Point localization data
=== Section Start ===
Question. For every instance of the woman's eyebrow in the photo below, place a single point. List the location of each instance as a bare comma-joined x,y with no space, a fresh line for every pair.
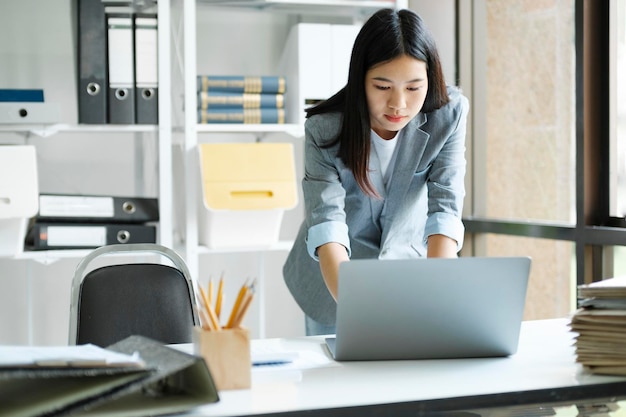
414,80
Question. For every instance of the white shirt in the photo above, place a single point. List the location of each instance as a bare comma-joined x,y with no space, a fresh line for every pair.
382,155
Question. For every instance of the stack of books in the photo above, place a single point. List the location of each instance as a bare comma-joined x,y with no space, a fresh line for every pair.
90,221
27,105
601,326
241,99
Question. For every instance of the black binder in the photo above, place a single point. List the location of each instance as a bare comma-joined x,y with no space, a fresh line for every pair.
46,236
171,382
146,65
103,209
93,82
121,57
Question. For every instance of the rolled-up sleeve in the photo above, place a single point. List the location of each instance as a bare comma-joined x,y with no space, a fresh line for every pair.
323,233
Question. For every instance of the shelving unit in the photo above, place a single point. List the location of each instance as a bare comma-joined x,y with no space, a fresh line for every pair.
192,133
157,137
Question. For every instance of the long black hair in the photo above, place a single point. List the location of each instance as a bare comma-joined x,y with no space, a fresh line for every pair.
387,34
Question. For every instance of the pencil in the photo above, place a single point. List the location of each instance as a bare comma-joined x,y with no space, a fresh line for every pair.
238,301
218,302
244,308
209,309
210,297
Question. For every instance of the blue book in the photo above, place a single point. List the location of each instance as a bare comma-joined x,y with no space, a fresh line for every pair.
23,95
227,100
239,116
242,84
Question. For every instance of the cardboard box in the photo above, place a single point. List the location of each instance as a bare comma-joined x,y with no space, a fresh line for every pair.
246,188
19,196
227,354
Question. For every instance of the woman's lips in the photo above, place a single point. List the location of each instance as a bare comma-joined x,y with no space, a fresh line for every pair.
394,119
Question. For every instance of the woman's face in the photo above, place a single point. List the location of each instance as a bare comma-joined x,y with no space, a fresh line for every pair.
395,92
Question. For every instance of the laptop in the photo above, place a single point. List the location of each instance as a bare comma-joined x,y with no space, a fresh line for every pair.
429,308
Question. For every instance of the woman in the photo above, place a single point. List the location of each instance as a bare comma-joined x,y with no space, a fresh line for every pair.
384,164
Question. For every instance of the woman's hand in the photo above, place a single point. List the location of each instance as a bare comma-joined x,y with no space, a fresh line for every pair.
441,246
331,255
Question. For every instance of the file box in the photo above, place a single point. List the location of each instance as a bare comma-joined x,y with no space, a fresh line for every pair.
246,187
19,196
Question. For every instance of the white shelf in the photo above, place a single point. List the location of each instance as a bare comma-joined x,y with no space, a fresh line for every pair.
47,257
283,245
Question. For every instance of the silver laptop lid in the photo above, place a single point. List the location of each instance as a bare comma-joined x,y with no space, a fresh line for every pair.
430,308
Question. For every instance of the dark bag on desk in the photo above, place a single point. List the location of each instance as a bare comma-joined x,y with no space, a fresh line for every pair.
171,382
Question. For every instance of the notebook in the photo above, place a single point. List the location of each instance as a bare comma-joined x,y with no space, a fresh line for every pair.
429,308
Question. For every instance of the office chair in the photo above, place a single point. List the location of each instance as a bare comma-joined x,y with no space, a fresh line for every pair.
112,302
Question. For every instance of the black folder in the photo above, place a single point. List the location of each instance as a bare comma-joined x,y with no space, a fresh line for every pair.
45,236
171,382
101,209
146,73
91,35
121,59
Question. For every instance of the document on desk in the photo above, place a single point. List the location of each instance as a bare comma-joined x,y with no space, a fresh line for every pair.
134,377
275,362
66,356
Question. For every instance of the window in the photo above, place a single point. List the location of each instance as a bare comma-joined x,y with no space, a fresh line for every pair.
618,106
541,140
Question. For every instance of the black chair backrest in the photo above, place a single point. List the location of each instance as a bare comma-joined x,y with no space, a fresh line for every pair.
151,300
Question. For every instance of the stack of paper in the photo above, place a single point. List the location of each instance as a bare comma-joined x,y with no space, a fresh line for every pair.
601,326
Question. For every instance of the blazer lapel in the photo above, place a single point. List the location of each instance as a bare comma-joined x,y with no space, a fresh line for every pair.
409,153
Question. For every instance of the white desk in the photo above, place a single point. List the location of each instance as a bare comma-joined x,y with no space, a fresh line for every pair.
542,372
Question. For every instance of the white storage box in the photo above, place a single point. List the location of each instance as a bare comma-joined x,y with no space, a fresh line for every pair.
19,196
246,188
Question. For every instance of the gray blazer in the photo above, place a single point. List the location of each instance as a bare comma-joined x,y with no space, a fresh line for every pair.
424,197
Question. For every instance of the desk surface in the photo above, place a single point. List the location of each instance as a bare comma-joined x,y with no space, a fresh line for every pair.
543,371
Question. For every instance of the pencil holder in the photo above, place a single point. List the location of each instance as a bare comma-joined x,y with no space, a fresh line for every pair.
227,354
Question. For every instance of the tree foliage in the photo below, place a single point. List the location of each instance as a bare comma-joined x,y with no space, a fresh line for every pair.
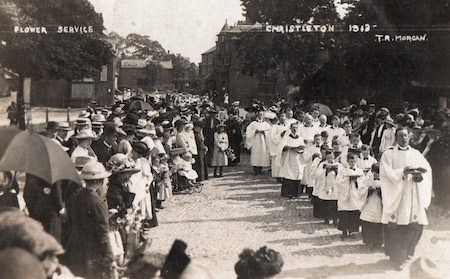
53,55
136,46
356,65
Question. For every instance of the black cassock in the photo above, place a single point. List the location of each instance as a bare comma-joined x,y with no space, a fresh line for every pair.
88,253
234,131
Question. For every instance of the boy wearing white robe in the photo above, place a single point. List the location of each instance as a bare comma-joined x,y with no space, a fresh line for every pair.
257,134
354,146
313,180
326,174
366,161
312,149
351,199
308,131
291,161
335,131
277,134
372,209
406,183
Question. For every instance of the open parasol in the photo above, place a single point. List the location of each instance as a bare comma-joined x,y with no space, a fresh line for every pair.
139,105
35,154
323,109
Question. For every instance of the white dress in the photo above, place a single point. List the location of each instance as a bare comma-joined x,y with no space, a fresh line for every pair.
291,163
257,142
404,200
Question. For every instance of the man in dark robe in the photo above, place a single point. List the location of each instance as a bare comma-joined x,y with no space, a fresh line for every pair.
234,131
211,122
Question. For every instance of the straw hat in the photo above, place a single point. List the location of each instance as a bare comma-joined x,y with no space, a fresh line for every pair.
98,118
94,170
81,161
120,163
141,123
85,134
84,114
97,125
83,121
52,125
64,126
141,148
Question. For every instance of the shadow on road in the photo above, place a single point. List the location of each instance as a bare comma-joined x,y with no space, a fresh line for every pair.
342,270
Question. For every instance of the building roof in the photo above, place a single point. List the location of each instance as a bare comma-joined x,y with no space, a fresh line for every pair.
241,27
166,64
133,64
142,63
210,50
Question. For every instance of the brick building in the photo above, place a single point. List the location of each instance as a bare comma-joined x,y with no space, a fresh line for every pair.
133,75
221,69
62,93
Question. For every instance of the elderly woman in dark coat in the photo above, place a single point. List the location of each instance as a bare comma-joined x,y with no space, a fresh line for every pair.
89,252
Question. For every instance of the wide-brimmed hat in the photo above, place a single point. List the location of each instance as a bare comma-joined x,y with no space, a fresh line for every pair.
83,121
81,161
189,125
199,124
98,118
166,124
119,111
118,121
65,126
141,123
59,143
141,148
84,114
180,122
147,131
221,125
97,125
52,125
121,163
85,134
94,170
185,110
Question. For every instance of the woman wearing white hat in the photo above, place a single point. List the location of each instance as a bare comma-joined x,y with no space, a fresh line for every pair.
89,252
84,140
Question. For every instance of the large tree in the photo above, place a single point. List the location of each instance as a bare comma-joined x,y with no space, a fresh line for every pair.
295,53
356,64
53,55
136,46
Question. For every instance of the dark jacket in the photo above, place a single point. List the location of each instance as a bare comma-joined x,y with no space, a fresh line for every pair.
88,252
119,196
44,201
102,151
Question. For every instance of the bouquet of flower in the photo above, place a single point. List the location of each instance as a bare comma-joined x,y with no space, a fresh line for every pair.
230,154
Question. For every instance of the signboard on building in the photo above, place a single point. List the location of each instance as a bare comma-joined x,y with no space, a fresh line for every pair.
83,90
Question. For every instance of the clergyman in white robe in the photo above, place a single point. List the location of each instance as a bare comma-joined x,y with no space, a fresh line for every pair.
257,141
406,184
=== Section End ===
§ PROBLEM DESCRIPTION:
Return only what runs from the line containing "Question. For every instance of the bouquet" to the last line of the records above, both ends included, exactly as written.

§ THE COMPLETED TASK:
Question. For every instance of the bouquet of flower in the photo above, place a single point. List the location of each instance as a bare comma-joined x,y with no space, a fresh line for every pair.
230,154
Question. For every instance of the signboard on building in the photo above, place a single point. List the location of each instance as a bare comma-joined x,y with no space, a fresh line for every pair.
83,90
Question. For every instance of the clergyman in white robe in the photo above, place a single point. List the location of each instance as a bare comma-joined x,y with no space, a fresh line for every pair.
257,141
406,184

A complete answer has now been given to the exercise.